### Work task 1:
Could you extract the passage of the UDS news article starting at "Source: Chronicle" and ending at "office next month.", copying it word for word?
### Work task 2:
How would you extend the news article about the UDS funding pledge beyond its final sentence?
┌─ Supplied text
General News of Monday, 15 December 2008

Source: Chronicle

Kufuor Fails To Fulfill Promise

UDS URGES KUFUOR TO REDEEM GH¢25M PLEDGE

The Acting Vice Chancellor of the University for Development Studies (UDS), Professor Kaku Sagary Nokoe, has passionately appealed to President John Agyekum Kufuor to release the GH¢25 million Seed Money he promised the University some four years ago to help tackle the numerous financial and infrastructural challenges facing the University before he leaves office next month.

According to the Vice Chancellor, the University authorities had continued to follow on the promise and awaited its disbursement to meet the demands of the UDS but to no avail. Prof Nokoe was speaking at the 9th Congregation of the UDS in Tamale on Saturday.

He enumerated some of the grave challenges facing the four campuses of the University (namely the Wa, Navrongo, Nyankpala and Tamale campuses) which include inadequate lecture halls, teaching facilities, hostels for clinical students at the Tamale Teaching Hospital, staff accommodation and family-bonding facilities such as basic schools on campuses among others. Others are means of transportation for students and lecturers, libraries, health centres and access roads on all the campuses.

The University for Development Studies is the only Institution of higher learning in Ghana which runs a Community-Technical Interface programme, a unique combination of the academic and community based field practical work called the Third Trimester Field Practical Programme (TTFPP), that covers a trimester in each academic year for three consecutive years, cutting across all faculties in its integrated approach and ensures that students live and work closely in communities to formulate specific interventions to address definite challenges.

Nevertheless, the Vice Chancellor believes that the present government under the Chairmanship of President Kufuor has supported and transformed the UDS through GETfund and other sources. The University, in spite of the financial and infrastructural constraints still continues to produce highly qualified professionals each year, with practical ability to perform and survive on the job market.

Prof Nokoe also appealed to Estate Developers to consider putting up affordable hostels in and around the campuses of the University to accommodate the over 10,000 students and staff population of 1,027.

He disclosed that the University in this academic year admitted 76 students to its Master of Science, Arts and Philosophy programmes, while for the first time in the history of the University, a major academic landmark was achieved through the admission of five candidates to the Doctor of Philosophy (PhD) programme, with four in the Mathematical Sciences and one in Development Management. In all, the UDS in this 2007/2008 academic year, successfully graduated 1,270 representing 30% more than last year figure of 972, of whom 28% were women.
└─
┌─ Available data
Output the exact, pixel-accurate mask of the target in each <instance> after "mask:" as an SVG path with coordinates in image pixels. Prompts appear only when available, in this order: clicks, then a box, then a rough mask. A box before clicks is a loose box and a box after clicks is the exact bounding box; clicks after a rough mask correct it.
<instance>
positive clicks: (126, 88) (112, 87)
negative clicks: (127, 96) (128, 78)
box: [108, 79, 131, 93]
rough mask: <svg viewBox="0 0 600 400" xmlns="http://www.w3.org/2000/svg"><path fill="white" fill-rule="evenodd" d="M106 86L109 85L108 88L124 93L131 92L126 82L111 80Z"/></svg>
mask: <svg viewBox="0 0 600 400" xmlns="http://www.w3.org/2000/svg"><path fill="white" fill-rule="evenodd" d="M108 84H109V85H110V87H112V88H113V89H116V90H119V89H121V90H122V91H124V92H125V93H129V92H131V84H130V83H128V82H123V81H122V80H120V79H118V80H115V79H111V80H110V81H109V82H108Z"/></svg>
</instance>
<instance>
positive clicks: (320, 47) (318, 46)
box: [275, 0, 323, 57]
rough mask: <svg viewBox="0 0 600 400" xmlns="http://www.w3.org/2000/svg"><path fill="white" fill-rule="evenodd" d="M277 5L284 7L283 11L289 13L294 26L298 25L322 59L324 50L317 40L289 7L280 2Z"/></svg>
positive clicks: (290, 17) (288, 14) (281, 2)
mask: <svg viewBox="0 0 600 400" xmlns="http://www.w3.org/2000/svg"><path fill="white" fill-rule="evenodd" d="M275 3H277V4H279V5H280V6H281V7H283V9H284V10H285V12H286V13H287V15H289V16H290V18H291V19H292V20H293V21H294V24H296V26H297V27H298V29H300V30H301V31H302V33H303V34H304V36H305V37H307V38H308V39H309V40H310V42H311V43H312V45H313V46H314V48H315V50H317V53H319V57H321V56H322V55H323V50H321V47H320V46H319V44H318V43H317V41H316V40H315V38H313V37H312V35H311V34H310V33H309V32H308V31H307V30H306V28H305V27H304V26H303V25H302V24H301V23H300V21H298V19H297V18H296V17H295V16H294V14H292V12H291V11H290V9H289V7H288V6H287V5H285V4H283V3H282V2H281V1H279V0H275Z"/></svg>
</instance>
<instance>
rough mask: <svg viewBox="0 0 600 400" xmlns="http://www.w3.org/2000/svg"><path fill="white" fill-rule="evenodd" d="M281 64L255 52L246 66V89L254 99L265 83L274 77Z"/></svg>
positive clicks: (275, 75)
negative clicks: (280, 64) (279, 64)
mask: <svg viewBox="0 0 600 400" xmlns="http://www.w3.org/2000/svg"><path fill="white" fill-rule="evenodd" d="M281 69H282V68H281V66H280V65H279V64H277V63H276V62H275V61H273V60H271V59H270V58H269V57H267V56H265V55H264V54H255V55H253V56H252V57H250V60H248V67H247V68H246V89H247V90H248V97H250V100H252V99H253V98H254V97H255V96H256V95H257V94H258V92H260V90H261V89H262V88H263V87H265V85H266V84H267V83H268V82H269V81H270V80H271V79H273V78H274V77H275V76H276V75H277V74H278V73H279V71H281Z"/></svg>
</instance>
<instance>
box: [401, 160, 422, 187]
└─
### Expected output 1:
Source: Chronicle

Kufuor Fails To Fulfill Promise

UDS URGES KUFUOR TO REDEEM GH¢25M PLEDGE

The Acting Vice Chancellor of the University for Development Studies (UDS), Professor Kaku Sagary Nokoe, has passionately appealed to President John Agyekum Kufuor to release the GH¢25 million Seed Money he promised the University some four years ago to help tackle the numerous financial and infrastructural challenges facing the University before he leaves office next month.

### Expected output 2:
Out of the number, 61 got diploma passes including one distinction, 11 First Class Honours (4 in Agric Technology, 7 in the Applied Sciences and none from the Integrated Development Studies), 386 Second Class Upper Honours, 804 Second Class Lower Honours, and 9 Third Class Honours. Three of the first batch of candidates who had enrolled for the Master of Philosophy in Development Studies four years ago also graduated.

On the other hand, President John Agyekum Kufuor, in a speech read on his behalf by the Northern Regional Minister, Alhaji Mustapha Ali Idris, reacted to the delay in the release of the seed money he promised the UDS. The President stated categorically that his promise to the University still holds and promised to be part of the total transformation of the University.

According to him, he was gradually fulfilling his promise to the UDS without publicity and that was why majority of Ghanaians were unaware of what the NPP government had been doing for the university.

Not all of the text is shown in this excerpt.